EXERCISE A: Retype the stretch of the seminar announcement from "Abstract: The task" through "specifications, or contracts.".
EXERCISE B: In the seminar announcement, what software package supports system design using contracts?
EXERCISE C: Sum up the seminar announcement in two sentences.

TEXT EXCERPT:
= = = =

Détails sur le séminaire


Room 306 (3rd floor, badged access)

13 mars 2024 - 10h30
Towards Provably Safe and Secure Systems with Contract-Based Design
par Inigo Incer de CalTech and UC Berkley



Abstract: The task of system design is shared by all engineering disciplines, each coming with its own techniques. In spite of their differences in tools, there is large intersection in their conceptual approach to design. In this talk, we exploit this commonality to take an abstract view of systems and their composition. We understand systems and subsystems in terms of their assume-guarantee specifications, or contracts.
Assume-guarantee contracts are formal specifications that state (i) the assumptions that a design element makes on its environment and (ii) the guarantees it delivers when the environment behaves according to the contract's assumptions. Contracts come with a rich algebra that allows us to carry out several design-relevant tasks: obtaining system-level specifications from component specifications, finding specifications of components that need to be added to a design in order to meet an objective, etc. We will introduce the algebra of contracts and discuss how the various algebraic operations relate to system-design tasks. We will discuss hypercontracts, an extension of assume-guarantee reasoning to support the formal analysis of key security and robustness properties. We will also discuss the application of this methodology and Pacti, a software package that supports system design using contracts, in applications ranging from space-mission design to synthetic biology.

= = = =

Stored dataset items
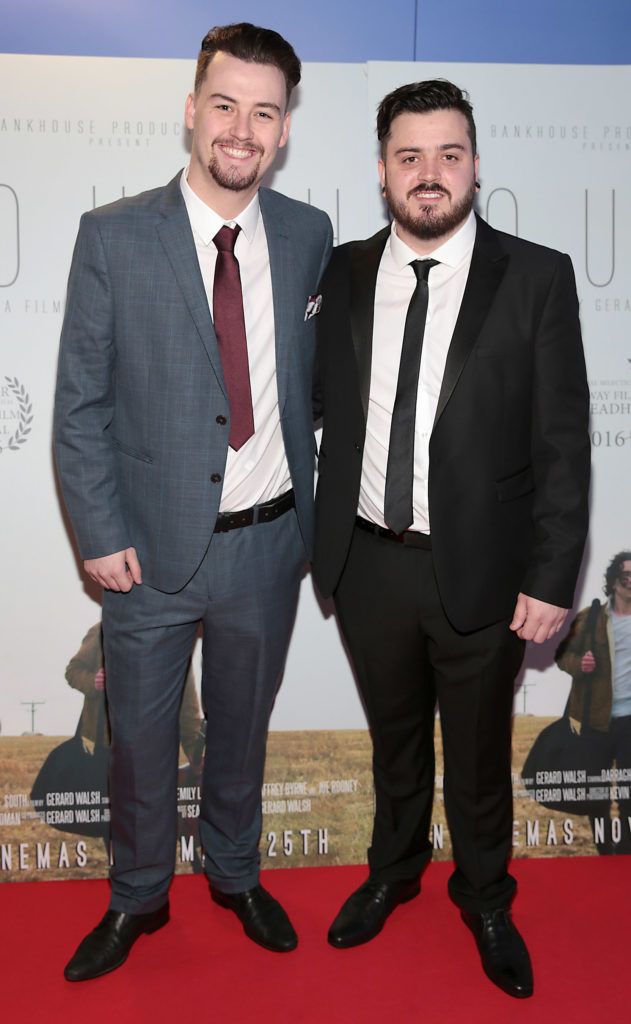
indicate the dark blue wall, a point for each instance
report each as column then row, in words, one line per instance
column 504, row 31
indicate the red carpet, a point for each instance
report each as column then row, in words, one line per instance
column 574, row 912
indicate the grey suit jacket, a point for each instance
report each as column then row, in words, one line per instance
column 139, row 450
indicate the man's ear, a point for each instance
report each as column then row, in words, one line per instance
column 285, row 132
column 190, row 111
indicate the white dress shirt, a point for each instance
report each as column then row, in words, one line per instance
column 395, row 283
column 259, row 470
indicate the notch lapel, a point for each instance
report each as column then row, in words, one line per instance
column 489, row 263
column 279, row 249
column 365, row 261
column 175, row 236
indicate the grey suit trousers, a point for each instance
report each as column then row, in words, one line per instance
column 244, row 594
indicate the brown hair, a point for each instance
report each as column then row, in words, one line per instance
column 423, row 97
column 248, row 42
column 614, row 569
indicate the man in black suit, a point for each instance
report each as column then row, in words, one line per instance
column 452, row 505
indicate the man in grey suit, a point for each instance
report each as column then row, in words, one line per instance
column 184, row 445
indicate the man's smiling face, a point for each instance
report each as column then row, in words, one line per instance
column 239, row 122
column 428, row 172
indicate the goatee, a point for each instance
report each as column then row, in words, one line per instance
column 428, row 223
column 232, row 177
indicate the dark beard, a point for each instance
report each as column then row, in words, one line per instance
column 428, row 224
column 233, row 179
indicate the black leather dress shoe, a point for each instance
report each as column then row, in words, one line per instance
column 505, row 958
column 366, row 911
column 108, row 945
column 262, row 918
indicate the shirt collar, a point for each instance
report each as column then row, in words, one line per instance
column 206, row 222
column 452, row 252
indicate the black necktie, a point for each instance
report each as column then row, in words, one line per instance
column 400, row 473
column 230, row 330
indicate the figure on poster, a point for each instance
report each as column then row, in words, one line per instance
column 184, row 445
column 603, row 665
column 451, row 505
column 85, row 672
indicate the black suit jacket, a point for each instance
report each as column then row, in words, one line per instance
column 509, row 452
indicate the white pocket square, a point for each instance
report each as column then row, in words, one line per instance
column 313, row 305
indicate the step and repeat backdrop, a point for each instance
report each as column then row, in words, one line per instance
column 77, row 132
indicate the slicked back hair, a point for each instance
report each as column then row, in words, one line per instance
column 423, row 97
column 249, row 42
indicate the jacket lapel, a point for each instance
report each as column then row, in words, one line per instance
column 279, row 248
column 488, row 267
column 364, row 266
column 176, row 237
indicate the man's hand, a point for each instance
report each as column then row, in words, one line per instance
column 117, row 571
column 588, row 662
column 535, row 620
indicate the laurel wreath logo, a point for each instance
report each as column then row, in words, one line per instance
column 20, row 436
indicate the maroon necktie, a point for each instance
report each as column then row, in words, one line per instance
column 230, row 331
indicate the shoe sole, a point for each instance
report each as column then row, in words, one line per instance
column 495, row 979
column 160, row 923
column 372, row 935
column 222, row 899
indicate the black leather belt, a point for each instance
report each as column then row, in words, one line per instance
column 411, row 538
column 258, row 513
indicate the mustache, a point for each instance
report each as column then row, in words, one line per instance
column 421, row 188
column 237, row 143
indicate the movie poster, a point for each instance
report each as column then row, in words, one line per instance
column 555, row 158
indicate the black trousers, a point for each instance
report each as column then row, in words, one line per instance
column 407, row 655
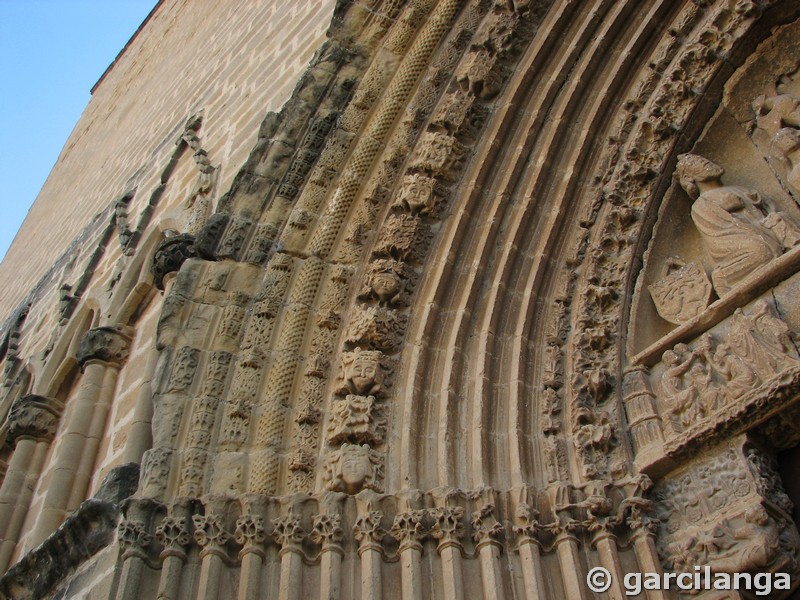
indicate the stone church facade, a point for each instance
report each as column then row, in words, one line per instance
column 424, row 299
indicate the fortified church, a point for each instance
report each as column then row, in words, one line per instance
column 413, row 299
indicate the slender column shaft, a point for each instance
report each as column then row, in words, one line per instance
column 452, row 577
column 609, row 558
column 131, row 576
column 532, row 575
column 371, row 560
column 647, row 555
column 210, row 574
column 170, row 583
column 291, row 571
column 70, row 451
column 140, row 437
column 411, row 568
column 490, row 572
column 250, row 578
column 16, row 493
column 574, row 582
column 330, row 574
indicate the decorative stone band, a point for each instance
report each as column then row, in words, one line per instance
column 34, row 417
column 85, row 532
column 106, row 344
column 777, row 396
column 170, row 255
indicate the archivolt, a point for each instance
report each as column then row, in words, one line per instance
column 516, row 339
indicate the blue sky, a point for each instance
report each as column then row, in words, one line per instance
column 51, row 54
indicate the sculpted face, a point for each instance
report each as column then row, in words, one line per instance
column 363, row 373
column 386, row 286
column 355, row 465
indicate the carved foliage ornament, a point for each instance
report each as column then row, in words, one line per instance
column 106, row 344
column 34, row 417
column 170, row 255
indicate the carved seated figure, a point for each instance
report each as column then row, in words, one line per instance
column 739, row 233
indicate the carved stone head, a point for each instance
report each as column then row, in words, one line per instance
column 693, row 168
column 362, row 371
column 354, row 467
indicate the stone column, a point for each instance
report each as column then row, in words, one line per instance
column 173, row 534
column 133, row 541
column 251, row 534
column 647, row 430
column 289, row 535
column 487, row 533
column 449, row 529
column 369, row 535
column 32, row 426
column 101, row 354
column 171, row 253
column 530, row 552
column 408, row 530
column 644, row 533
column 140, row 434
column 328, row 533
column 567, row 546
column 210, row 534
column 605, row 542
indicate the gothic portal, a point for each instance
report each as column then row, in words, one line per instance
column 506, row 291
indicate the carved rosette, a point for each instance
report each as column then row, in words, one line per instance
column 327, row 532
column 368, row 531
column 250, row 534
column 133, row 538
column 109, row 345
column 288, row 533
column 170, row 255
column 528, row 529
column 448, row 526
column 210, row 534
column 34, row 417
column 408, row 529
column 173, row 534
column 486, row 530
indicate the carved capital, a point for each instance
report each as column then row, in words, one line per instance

= = = =

RESULT A:
Abstract: The task of system design is shared by all engineering disciplines, each coming with its own techniques. In spite of their differences in tools, there is large intersection in their conceptual approach to design. In this talk, we exploit this commonality to take an abstract view of systems and their composition. We understand systems and subsystems in terms of their assume-guarantee specifications, or contracts.

RESULT B: Pacti.

RESULT C: The talk takes an abstract view of systems and their composition through assume-guarantee specifications, or contracts, which state the assumptions a design element makes on its environment and the guarantees it delivers when those assumptions hold. It will introduce the algebra of contracts and hypercontracts for security and robustness analysis, and discuss the Pacti software package in applications ranging from space-mission design to synthetic biology.